» **What is needed**: Print the line that contains "Task: put a point on every instance of the green" and every line after it through the last line of the records below, exactly as written and nothing else.

* begin *

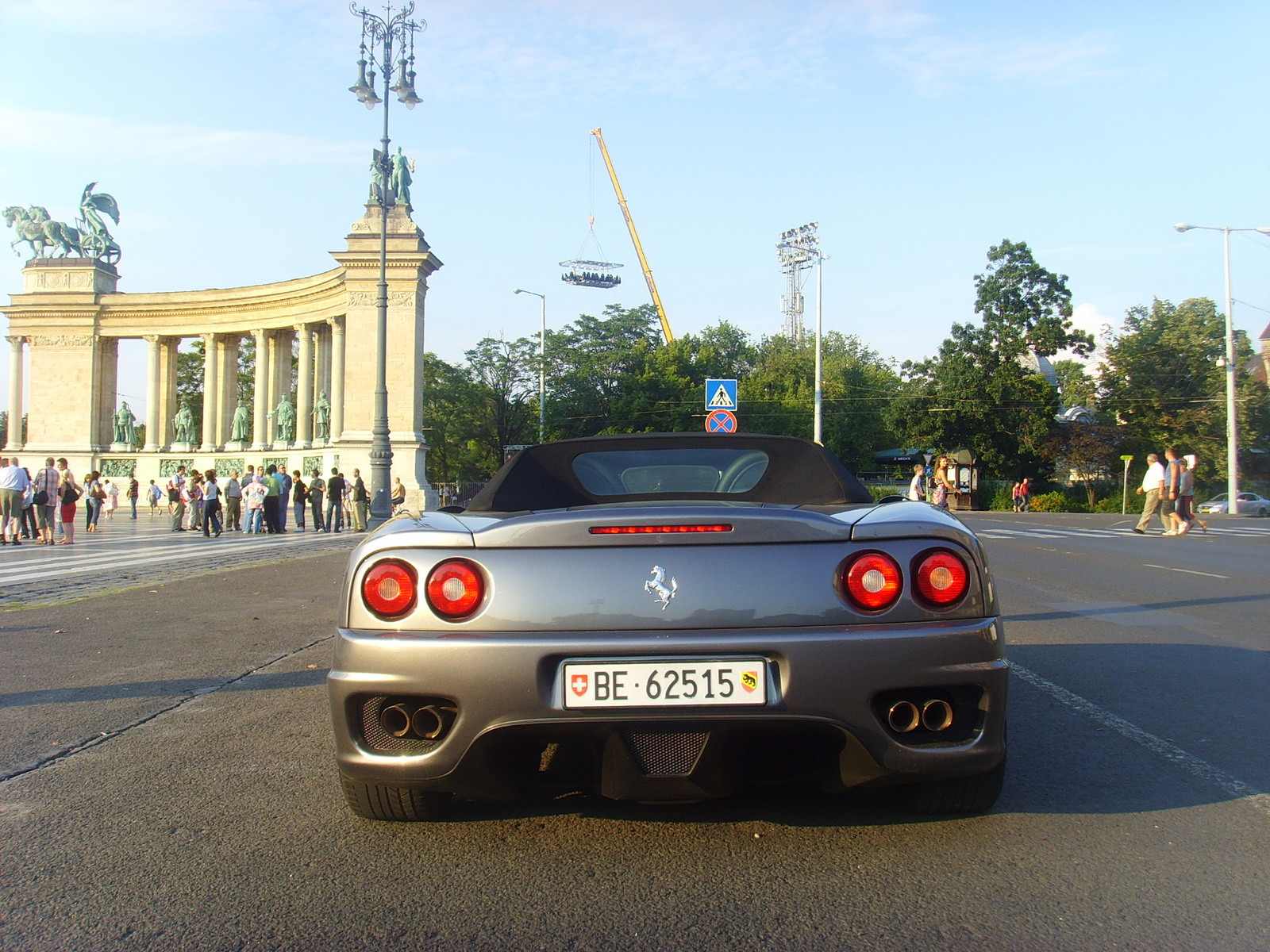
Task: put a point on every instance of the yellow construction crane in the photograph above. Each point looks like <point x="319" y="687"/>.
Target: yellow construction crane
<point x="639" y="248"/>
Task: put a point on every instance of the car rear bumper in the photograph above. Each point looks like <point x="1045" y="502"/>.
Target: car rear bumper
<point x="823" y="696"/>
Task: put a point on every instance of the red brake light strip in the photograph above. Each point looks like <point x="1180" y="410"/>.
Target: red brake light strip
<point x="647" y="530"/>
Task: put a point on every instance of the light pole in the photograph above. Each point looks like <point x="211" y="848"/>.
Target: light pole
<point x="543" y="363"/>
<point x="819" y="374"/>
<point x="1232" y="427"/>
<point x="379" y="36"/>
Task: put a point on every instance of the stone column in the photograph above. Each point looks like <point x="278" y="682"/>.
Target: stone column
<point x="211" y="393"/>
<point x="337" y="378"/>
<point x="171" y="347"/>
<point x="14" y="443"/>
<point x="228" y="346"/>
<point x="106" y="391"/>
<point x="152" y="428"/>
<point x="304" y="389"/>
<point x="321" y="372"/>
<point x="262" y="390"/>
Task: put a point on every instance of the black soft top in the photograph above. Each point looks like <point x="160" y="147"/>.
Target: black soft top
<point x="799" y="473"/>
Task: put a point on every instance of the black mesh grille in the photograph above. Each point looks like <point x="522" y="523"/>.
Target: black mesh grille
<point x="666" y="754"/>
<point x="379" y="740"/>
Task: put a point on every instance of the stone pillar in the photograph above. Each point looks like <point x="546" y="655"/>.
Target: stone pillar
<point x="305" y="389"/>
<point x="228" y="387"/>
<point x="211" y="393"/>
<point x="337" y="378"/>
<point x="106" y="391"/>
<point x="169" y="348"/>
<point x="152" y="428"/>
<point x="14" y="441"/>
<point x="321" y="372"/>
<point x="262" y="390"/>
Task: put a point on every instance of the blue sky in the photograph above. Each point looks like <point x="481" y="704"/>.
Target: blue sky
<point x="916" y="132"/>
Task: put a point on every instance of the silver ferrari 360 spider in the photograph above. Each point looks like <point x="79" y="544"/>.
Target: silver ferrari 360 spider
<point x="670" y="617"/>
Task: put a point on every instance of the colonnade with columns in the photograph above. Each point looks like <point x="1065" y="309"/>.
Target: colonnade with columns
<point x="313" y="336"/>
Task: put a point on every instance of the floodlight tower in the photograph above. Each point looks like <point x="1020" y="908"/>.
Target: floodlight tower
<point x="797" y="251"/>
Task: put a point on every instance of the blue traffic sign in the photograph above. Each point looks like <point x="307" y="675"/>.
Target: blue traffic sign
<point x="721" y="395"/>
<point x="721" y="422"/>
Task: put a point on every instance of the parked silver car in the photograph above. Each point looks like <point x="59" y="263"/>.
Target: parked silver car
<point x="668" y="617"/>
<point x="1250" y="505"/>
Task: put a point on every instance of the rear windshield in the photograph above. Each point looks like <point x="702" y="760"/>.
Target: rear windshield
<point x="625" y="473"/>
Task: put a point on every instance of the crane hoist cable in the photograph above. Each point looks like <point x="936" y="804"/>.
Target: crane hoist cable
<point x="639" y="248"/>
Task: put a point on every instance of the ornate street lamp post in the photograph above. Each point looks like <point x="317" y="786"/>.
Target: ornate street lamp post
<point x="380" y="36"/>
<point x="1231" y="366"/>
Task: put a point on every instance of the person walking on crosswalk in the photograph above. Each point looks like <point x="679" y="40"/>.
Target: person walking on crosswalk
<point x="1153" y="488"/>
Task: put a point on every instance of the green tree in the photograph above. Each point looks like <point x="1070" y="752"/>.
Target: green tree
<point x="1161" y="382"/>
<point x="976" y="391"/>
<point x="1086" y="452"/>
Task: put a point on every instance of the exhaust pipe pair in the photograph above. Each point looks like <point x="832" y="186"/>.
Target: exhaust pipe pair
<point x="425" y="721"/>
<point x="905" y="716"/>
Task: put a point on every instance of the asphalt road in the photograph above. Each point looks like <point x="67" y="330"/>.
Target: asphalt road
<point x="171" y="786"/>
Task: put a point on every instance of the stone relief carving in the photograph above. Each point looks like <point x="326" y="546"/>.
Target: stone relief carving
<point x="118" y="467"/>
<point x="365" y="298"/>
<point x="61" y="340"/>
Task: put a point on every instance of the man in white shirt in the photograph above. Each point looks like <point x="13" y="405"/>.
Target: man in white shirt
<point x="1153" y="486"/>
<point x="13" y="486"/>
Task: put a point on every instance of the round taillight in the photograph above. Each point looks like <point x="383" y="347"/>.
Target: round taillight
<point x="941" y="579"/>
<point x="455" y="589"/>
<point x="873" y="582"/>
<point x="391" y="589"/>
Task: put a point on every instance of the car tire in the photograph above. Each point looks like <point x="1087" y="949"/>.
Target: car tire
<point x="959" y="795"/>
<point x="376" y="801"/>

* end *

» **Answer to this task**:
Task: put a point on every instance of the green tree in the photograph above. Each point looks like <point x="1070" y="752"/>.
Target: green tree
<point x="1161" y="382"/>
<point x="976" y="391"/>
<point x="1086" y="452"/>
Task: put a point on every instance of the exhaust pipe pair in the photograph above. Each point looks like <point x="832" y="186"/>.
Target: exhaust pipe pair
<point x="425" y="721"/>
<point x="905" y="716"/>
Task: put a point on every instance of the asphalt road in the photograph above. Each point looks like <point x="67" y="330"/>.
Target: asphalt road
<point x="171" y="786"/>
Task: put a point on every instance of the stone relief carving in the photograph above. Each point looks like <point x="326" y="546"/>.
Target: stone relief carving
<point x="118" y="467"/>
<point x="365" y="298"/>
<point x="61" y="340"/>
Task: put a point on every instance of the man in white shirt in the photograph above. Each point looks like <point x="13" y="405"/>.
Target: man in white shirt
<point x="1153" y="486"/>
<point x="13" y="486"/>
Task: put a point on every instance of the round taillight in the photograph above. Each point looks like <point x="383" y="347"/>.
Target: round taillight
<point x="941" y="579"/>
<point x="455" y="589"/>
<point x="873" y="582"/>
<point x="391" y="589"/>
Task: put a point on every instance of the car tire in the photograph above. Each point looks like <point x="1087" y="949"/>.
Target: car tire
<point x="959" y="795"/>
<point x="376" y="801"/>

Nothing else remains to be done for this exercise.